_Task description_: Pick out every line of the data below that holds the word "muscular", and copy each of those lines.

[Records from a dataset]
▬▬▬▬▬▬

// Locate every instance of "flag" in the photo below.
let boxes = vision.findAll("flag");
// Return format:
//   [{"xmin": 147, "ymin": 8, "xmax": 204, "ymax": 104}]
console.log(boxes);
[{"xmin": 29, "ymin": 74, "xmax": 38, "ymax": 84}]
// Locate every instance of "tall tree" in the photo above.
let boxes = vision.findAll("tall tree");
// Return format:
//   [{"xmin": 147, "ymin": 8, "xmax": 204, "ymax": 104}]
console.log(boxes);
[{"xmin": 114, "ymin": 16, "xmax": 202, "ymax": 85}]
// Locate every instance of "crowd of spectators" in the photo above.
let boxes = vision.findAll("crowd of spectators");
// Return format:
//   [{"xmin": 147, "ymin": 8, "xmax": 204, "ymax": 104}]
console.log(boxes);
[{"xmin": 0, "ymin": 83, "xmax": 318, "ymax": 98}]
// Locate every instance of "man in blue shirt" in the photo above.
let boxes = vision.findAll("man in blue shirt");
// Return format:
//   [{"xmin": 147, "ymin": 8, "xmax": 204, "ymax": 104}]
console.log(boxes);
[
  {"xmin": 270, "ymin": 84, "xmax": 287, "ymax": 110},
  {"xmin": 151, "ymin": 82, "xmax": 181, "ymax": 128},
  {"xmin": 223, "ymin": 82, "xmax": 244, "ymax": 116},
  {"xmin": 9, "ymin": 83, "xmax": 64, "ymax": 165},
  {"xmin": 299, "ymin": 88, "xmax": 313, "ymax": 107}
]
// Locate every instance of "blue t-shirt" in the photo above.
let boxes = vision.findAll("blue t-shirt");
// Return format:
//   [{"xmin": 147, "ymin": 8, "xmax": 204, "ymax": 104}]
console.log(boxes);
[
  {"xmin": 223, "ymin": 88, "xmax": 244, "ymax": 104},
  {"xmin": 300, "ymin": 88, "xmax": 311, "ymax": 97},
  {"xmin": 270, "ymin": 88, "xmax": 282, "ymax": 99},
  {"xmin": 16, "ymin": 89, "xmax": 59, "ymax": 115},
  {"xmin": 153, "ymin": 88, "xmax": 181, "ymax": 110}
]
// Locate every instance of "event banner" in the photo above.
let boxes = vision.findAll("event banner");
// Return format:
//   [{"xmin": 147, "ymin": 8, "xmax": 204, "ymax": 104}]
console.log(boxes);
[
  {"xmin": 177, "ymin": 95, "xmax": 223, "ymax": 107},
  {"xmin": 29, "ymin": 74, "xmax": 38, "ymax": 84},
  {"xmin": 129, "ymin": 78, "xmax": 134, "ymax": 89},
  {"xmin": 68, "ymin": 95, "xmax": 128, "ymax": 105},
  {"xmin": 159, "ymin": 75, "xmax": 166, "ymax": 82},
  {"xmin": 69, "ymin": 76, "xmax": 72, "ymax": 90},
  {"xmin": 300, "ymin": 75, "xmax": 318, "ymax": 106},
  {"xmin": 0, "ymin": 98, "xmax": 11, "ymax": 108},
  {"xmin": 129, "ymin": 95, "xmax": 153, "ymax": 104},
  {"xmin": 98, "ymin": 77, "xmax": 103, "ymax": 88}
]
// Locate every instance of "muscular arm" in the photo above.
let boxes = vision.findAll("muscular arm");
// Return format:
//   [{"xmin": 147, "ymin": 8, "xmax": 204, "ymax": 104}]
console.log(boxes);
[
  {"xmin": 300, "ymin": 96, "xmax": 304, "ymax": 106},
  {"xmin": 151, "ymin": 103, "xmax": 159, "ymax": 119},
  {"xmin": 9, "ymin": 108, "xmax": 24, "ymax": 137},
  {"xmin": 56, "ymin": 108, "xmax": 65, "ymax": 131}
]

▬▬▬▬▬▬

_Exercise answer_:
// Locate every instance of "muscular arm" in the photo above.
let boxes = vision.findAll("muscular arm");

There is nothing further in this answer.